** Provided data follows **
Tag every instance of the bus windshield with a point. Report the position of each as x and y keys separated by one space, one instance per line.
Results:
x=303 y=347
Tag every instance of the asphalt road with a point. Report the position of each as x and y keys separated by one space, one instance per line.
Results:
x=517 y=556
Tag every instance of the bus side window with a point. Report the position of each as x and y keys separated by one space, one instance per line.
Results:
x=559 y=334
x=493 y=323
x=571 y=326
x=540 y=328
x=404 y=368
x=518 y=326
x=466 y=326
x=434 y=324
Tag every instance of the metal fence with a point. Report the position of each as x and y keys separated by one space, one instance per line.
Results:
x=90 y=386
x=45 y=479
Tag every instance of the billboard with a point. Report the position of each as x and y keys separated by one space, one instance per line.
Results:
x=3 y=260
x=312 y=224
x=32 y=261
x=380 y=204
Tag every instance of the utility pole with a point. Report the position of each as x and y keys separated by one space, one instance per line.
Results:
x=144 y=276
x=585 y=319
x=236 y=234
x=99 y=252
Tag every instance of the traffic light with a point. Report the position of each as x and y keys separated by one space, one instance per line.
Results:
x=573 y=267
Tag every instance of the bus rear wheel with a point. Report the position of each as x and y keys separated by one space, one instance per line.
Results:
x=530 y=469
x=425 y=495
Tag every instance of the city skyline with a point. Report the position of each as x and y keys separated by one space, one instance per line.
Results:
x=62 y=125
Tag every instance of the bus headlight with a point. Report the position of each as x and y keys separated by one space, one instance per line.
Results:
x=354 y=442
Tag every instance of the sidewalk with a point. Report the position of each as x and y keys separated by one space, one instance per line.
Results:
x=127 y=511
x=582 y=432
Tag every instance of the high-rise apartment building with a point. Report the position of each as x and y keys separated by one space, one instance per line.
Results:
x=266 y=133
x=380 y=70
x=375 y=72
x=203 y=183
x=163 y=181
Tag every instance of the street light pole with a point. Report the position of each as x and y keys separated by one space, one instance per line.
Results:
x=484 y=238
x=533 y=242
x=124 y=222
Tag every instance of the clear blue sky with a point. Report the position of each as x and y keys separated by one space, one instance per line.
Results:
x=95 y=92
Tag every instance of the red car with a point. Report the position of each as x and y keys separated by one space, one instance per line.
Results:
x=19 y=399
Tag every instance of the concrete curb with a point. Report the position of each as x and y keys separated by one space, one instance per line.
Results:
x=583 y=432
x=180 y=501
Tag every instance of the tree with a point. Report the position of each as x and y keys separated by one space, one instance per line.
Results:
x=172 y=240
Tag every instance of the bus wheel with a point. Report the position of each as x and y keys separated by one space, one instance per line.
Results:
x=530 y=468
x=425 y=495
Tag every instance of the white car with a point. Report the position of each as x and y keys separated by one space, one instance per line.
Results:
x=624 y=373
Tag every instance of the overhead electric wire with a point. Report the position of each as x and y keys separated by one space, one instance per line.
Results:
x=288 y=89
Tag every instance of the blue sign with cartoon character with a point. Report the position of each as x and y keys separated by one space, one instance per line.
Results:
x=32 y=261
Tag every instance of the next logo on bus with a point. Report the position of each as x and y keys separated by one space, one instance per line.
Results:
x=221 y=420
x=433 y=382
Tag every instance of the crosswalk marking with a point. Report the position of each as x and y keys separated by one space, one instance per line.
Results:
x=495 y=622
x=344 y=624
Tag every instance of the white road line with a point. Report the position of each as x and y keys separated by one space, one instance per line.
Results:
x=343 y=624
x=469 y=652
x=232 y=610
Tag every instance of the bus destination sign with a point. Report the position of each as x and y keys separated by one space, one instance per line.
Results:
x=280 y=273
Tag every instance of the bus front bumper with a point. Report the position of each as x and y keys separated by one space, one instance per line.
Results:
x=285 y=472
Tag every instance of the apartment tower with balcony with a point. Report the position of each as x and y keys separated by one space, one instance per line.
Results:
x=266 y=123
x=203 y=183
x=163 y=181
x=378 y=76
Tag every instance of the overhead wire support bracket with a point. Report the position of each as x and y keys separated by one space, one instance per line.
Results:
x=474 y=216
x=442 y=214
** End of Provided data **
What is needed is the number of lines in the entries that contain the word "wheel", written alone.

2